◆ **REQUEST**
Report every line of the listing below that contains the word "building".

═════ DATASET RECORDS

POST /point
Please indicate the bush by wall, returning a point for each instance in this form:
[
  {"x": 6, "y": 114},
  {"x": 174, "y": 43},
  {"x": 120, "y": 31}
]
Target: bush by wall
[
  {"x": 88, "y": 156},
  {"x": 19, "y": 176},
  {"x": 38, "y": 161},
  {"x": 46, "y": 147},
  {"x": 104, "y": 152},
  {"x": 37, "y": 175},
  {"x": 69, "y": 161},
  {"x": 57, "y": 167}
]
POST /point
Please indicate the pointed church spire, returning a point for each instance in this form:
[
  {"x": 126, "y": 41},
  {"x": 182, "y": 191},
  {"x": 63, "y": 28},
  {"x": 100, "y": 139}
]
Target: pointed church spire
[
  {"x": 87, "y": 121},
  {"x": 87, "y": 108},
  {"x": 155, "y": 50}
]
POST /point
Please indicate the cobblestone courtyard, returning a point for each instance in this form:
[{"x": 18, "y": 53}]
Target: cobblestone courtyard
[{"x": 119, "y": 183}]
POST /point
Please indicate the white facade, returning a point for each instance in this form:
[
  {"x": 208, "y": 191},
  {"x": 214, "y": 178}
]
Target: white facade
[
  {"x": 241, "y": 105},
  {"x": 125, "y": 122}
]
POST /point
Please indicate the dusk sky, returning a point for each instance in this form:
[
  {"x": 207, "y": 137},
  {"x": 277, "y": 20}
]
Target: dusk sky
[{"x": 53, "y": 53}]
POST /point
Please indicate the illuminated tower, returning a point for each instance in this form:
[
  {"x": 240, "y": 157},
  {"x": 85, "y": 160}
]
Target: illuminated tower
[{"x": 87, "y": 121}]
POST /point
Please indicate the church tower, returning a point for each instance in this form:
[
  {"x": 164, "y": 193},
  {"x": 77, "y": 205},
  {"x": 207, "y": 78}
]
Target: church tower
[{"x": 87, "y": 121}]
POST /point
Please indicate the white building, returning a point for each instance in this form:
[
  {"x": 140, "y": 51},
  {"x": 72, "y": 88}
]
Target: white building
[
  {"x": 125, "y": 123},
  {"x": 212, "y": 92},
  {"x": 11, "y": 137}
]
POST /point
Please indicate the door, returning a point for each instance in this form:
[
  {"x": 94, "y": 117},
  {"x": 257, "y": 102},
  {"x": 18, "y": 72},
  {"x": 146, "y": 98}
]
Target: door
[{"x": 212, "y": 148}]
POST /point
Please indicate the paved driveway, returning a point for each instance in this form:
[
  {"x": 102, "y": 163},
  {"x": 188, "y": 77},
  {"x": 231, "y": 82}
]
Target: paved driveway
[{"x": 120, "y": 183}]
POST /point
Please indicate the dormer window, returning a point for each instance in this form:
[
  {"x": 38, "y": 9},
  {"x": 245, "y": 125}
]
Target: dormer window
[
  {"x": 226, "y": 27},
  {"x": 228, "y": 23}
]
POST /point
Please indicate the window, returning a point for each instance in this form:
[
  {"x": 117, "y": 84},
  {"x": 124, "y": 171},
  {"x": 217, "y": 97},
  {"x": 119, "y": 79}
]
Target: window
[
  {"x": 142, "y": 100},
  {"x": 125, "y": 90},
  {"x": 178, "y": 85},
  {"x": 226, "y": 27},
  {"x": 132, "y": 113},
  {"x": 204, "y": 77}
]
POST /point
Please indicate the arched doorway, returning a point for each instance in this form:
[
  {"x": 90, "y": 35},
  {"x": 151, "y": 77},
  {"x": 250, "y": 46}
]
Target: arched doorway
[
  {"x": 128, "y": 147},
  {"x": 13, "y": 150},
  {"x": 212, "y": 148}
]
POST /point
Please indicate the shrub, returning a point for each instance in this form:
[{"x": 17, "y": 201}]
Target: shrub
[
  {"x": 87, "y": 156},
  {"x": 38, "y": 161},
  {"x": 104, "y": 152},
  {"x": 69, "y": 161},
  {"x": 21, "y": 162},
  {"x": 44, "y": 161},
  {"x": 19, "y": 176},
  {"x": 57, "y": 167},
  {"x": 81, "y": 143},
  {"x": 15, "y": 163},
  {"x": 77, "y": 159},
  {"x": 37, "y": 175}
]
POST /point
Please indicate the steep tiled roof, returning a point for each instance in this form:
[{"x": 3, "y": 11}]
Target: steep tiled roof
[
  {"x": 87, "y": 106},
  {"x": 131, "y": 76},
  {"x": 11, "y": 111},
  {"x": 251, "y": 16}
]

══════════

◆ **TASK RESULT**
Please indicate the white building, returning a point for each instance in this form:
Target: white building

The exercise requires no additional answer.